* Reading text *
Start of Block
Third year Warwick medical student Stephanie Soyombo was awarded the prize for Best Student Research Project at the British Journal of General Practice Research Conference last month, in recognition of her work looking at reducing use of benzodiazepines in primary care. We caught up with her to find out more about her project.
Can you tell us a bit about the background of your project?
It’s known that benzodiazepines (a group of sedative drugs that include diazepam) are prescribed in large quantities in primary care, with over 14 million prescriptions written in 2017. However, these drugs also have side effects and are associated with dependence (addiction). In order to develop interventions to help reduce the inappropriate use of benzodiazepines in primary care, we first need to understand the factors that drive prescribing.
What was the aim of your project?
My aim was to identify whether there is an association between the prescribing of benzodiazepines in primary care in England and socioeconomic deprivation. In a nutshell, we wanted to see whether deprivation and other factors, such as the age and biological sex make-up of GP practice patient lists, influence the level of prescribing of benzodiazepines in GP practices.
What did your research find?
My research found that there is a significant link between prescribing levels and deprivation; specifically, GP practices with a more deprived patient population tend to prescribe more benzodiazepines. However, we did also demonstrate that other factors are likely to contribute to prescribing, and further work needs to be done to identify these.
End of Block
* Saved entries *
Start of Block
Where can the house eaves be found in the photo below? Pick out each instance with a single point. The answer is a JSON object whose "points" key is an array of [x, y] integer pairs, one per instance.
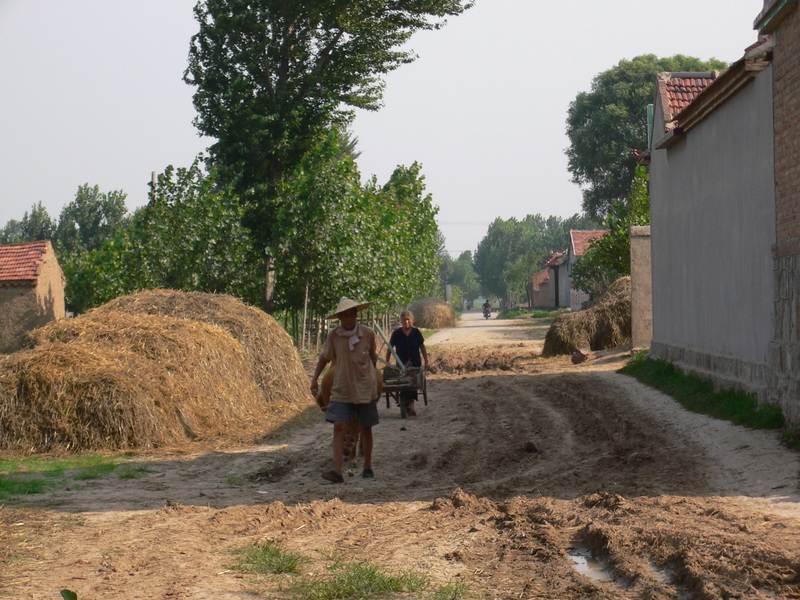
{"points": [[773, 13], [20, 263], [757, 57]]}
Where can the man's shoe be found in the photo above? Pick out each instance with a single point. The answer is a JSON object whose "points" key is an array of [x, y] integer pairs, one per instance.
{"points": [[333, 476]]}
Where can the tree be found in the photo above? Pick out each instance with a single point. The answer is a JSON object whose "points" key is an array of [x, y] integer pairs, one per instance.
{"points": [[35, 225], [272, 76], [605, 124], [188, 237], [609, 258], [514, 250], [90, 219]]}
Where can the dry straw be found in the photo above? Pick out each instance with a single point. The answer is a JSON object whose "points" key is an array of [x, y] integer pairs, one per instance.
{"points": [[433, 313], [155, 369], [604, 326]]}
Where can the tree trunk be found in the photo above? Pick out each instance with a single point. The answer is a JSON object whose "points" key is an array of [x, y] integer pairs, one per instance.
{"points": [[268, 300]]}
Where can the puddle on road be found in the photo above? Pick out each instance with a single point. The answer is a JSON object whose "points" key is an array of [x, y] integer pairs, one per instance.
{"points": [[587, 566]]}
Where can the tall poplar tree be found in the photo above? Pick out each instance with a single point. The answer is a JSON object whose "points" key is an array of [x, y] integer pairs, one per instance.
{"points": [[273, 75]]}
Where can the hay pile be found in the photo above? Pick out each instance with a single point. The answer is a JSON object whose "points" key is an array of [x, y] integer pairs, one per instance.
{"points": [[127, 375], [433, 313], [606, 325]]}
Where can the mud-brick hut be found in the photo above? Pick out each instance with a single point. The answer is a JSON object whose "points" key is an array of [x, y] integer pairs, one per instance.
{"points": [[31, 291]]}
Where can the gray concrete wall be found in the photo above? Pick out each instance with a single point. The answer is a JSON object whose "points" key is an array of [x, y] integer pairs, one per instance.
{"points": [[641, 288], [712, 200]]}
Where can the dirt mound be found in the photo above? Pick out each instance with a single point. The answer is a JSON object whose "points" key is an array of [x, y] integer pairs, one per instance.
{"points": [[110, 380], [433, 313], [498, 357], [606, 325]]}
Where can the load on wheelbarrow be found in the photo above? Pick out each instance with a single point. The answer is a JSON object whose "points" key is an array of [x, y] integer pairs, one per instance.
{"points": [[397, 380]]}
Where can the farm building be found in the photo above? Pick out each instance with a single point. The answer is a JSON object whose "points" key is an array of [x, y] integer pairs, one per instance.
{"points": [[725, 228], [561, 264], [31, 291]]}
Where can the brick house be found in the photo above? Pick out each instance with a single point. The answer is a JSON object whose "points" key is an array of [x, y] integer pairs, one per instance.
{"points": [[31, 291], [781, 20], [725, 217], [561, 263], [542, 290]]}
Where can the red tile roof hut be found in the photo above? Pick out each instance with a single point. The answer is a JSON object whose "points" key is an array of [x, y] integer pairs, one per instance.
{"points": [[31, 291]]}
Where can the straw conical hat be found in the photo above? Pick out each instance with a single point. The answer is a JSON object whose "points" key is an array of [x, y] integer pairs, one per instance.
{"points": [[346, 304]]}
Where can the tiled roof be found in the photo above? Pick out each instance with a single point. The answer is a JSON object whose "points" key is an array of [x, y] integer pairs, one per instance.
{"points": [[679, 89], [556, 259], [581, 240], [540, 278], [21, 262]]}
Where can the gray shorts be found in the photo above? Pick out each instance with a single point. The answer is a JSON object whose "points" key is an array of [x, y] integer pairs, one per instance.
{"points": [[342, 411]]}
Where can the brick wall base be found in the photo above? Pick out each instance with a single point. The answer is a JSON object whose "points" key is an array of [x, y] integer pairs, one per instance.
{"points": [[784, 350], [724, 371]]}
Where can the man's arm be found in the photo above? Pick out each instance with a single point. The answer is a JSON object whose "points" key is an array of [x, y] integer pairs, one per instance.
{"points": [[317, 372]]}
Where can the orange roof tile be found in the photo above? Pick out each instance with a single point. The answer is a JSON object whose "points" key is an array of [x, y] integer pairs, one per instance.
{"points": [[21, 262], [679, 89], [581, 240], [555, 259], [540, 278]]}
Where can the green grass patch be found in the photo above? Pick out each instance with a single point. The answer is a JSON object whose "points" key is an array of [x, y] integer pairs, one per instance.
{"points": [[36, 474], [343, 579], [792, 439], [699, 395], [357, 580], [268, 558], [530, 313]]}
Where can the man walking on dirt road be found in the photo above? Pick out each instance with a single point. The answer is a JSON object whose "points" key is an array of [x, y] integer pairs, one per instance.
{"points": [[351, 348]]}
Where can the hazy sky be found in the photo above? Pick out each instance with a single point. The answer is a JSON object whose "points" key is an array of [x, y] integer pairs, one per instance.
{"points": [[91, 92]]}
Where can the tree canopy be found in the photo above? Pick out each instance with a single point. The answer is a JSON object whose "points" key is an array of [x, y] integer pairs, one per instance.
{"points": [[272, 76], [606, 123], [609, 258], [35, 225], [513, 250]]}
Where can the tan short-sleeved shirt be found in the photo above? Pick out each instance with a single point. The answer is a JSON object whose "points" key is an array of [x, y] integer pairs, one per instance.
{"points": [[355, 380]]}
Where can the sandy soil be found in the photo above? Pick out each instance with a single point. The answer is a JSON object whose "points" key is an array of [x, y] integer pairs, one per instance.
{"points": [[523, 477]]}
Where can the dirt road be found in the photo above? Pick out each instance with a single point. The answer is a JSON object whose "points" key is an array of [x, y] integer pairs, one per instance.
{"points": [[523, 477]]}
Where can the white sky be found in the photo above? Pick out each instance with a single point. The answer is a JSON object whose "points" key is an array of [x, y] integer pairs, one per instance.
{"points": [[91, 92]]}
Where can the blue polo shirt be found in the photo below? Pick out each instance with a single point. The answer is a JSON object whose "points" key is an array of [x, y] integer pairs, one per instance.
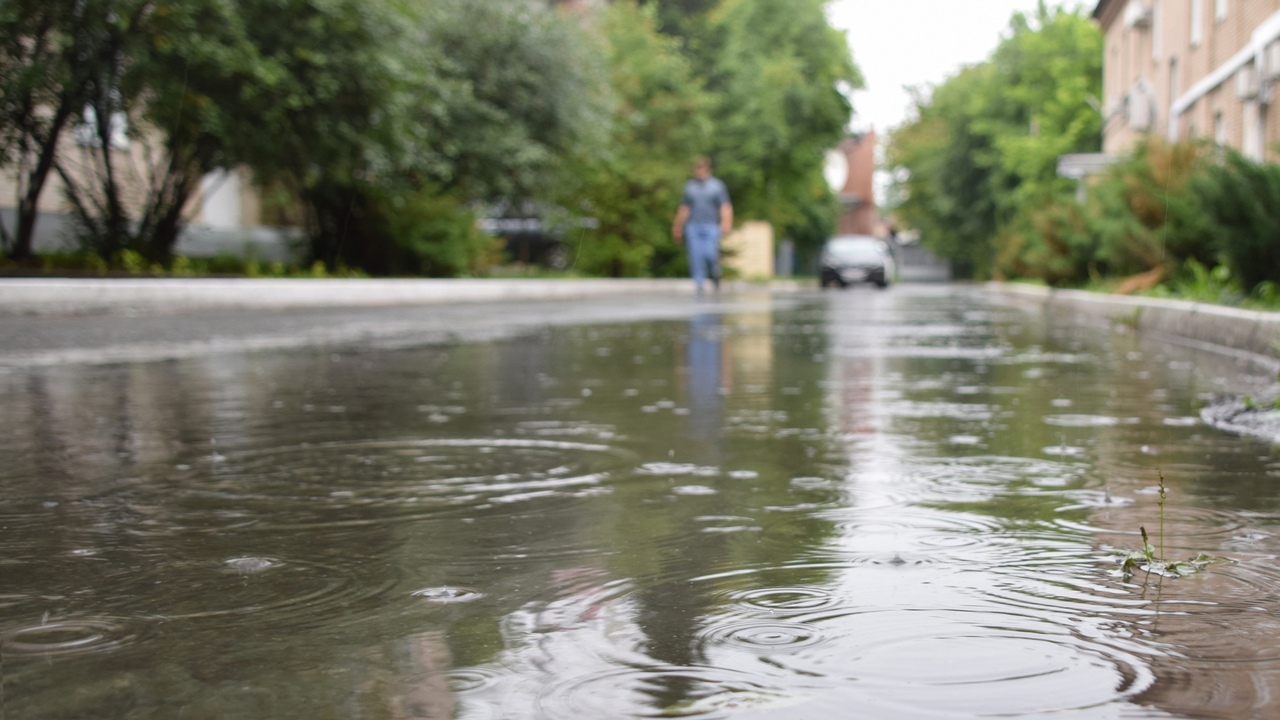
{"points": [[704, 200]]}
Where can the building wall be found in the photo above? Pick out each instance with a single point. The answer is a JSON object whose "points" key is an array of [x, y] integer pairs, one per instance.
{"points": [[234, 205], [859, 214], [1152, 65]]}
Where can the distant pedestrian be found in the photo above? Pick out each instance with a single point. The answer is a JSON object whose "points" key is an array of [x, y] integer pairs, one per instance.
{"points": [[705, 213]]}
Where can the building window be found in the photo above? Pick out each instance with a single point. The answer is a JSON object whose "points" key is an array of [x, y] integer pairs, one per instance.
{"points": [[1157, 30], [1252, 121], [1197, 22]]}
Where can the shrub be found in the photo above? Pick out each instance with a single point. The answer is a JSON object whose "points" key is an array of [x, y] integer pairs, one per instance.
{"points": [[1238, 199]]}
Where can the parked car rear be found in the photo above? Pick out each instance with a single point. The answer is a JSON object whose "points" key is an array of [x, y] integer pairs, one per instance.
{"points": [[850, 259]]}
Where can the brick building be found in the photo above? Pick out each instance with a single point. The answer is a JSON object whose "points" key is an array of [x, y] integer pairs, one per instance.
{"points": [[1192, 68], [855, 160]]}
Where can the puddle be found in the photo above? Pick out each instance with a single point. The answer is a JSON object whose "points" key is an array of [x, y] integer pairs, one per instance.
{"points": [[908, 502]]}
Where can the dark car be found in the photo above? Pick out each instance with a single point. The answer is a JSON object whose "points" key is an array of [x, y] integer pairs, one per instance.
{"points": [[850, 259]]}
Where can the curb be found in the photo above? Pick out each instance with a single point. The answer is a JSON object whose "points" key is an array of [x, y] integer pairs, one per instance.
{"points": [[58, 296], [1251, 332]]}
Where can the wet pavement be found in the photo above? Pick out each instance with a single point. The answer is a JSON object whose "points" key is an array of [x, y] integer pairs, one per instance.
{"points": [[910, 502]]}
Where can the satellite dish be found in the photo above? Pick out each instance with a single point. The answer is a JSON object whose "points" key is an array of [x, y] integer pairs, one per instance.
{"points": [[835, 168]]}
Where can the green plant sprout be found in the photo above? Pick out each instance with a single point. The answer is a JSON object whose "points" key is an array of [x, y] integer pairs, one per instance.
{"points": [[1150, 561]]}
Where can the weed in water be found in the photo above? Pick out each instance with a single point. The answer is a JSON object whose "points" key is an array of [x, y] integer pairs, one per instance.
{"points": [[1150, 561]]}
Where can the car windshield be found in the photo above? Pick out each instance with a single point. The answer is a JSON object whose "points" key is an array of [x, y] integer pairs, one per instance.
{"points": [[855, 249]]}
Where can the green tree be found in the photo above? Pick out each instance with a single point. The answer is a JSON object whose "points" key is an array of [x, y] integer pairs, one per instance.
{"points": [[780, 86], [1235, 200], [659, 123], [487, 99], [978, 162], [50, 69]]}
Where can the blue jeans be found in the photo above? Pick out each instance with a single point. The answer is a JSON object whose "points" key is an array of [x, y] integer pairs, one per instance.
{"points": [[702, 241]]}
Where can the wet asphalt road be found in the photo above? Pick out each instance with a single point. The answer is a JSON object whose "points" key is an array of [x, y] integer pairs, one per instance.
{"points": [[124, 336]]}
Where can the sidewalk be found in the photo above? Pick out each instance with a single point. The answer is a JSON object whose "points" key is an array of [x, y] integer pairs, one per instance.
{"points": [[1252, 333], [59, 296]]}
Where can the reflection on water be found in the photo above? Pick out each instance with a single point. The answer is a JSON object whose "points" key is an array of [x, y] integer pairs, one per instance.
{"points": [[905, 502]]}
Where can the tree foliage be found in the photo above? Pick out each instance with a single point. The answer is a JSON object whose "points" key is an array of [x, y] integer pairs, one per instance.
{"points": [[385, 126], [781, 82], [979, 156]]}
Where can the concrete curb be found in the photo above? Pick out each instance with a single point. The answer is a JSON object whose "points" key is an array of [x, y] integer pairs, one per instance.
{"points": [[58, 296], [1243, 331]]}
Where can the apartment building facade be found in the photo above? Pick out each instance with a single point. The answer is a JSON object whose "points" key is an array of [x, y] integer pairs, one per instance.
{"points": [[224, 215], [1192, 68]]}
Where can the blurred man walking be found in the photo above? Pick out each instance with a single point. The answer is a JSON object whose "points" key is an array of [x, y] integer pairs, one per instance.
{"points": [[705, 213]]}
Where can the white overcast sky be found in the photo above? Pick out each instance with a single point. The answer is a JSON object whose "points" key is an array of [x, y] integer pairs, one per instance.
{"points": [[915, 42]]}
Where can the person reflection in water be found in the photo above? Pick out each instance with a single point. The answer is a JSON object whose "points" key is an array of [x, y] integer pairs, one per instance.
{"points": [[704, 215], [704, 379]]}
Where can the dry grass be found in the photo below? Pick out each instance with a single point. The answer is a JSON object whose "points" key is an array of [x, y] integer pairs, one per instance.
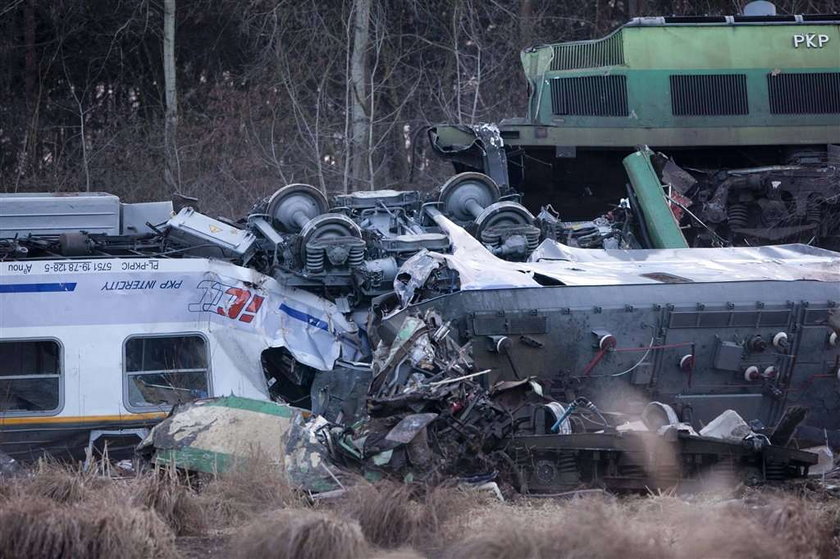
End of Block
* Required work *
(a) According to the interview about benzodiazepine prescribing, how many prescriptions for these drugs were written in primary care in 2017?
(b) Write the next part of the interview about benzodiazepine prescribing, picking up after its final sentence.
The lines above have nothing to do with the interview about benzodiazepine prescribing.

* Answers to the exercise *
(a) Over 14 million.

(b)
Where did you present your work?
I was selected to deliver an oral presentation on my work at the British Journal of General Practice Research Conference in London on 29 March. My presentation was entitled “Socioeconomic deprivation and benzodiazepine / Z-drug prescribing: a cross-sectional study of practice-level data in England” and it was a great experience!
How does it feel to have won the award?
I feel incredibly honoured to have received this award! All of the speakers at the conference were wonderfully engaging and passionate about their research. It’s heartening to see such a high level of commitment to improving the standards of clinical care for our patients. I would encourage all those thinking about getting involved in research to absolutely do so.
My research began humbly as an 8-week Student Selected Component of my medical degree, yet its findings are of national importance and provide a basis for further work that may eventually help reduce the negative impact of inappropriate benzodiazepine prescribing on patients. The award itself was an unexpected but warmly welcome success! I am very thankful for the support of my co-authors and supervisor at Warwick Medical School.